__Problem description__
Please repeat the data below word for word, starting at the line that contains "the bird of" and ending at the end of the data, including both of those lines.
>> BEGIN Rows
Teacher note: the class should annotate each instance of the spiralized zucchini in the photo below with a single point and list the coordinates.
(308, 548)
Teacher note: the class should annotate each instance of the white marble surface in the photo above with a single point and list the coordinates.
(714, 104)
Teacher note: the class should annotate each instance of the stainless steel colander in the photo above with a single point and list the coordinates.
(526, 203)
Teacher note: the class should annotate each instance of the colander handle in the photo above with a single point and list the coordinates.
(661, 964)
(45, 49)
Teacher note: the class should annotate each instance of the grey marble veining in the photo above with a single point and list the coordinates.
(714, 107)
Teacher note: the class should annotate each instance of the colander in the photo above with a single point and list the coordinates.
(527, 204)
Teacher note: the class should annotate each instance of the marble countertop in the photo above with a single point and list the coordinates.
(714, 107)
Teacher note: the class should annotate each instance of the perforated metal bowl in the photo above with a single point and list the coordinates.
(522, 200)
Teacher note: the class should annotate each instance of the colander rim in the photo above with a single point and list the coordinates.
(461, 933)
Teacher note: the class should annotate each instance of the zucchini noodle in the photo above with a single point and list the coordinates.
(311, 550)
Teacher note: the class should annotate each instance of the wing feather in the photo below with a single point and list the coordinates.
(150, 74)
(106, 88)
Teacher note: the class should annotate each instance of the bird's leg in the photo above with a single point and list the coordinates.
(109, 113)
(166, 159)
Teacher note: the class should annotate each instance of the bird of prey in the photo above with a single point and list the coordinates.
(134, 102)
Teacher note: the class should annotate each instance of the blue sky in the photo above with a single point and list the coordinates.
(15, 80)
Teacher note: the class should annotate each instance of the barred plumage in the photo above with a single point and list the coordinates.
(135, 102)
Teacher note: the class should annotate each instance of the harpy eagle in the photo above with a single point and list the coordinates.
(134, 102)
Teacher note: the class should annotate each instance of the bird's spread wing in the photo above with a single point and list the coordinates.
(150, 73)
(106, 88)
>> END Rows
__Output of the exercise__
Teacher note: the class should annotate each instance of the bird of prey in the photo above with a single point and list the coordinates.
(134, 102)
Teacher note: the class should annotate each instance of the blue sky in the photo above with a single point and list the coordinates.
(15, 80)
Teacher note: the class should annotate each instance of the barred plumage in the photo above with a single point and list the coordinates.
(135, 102)
Teacher note: the class should annotate each instance of the harpy eagle in the photo above with a single point and list the coordinates.
(134, 102)
Teacher note: the class should annotate each instance of the bird's spread wing in the photo above with a single point and list the coordinates.
(150, 73)
(106, 88)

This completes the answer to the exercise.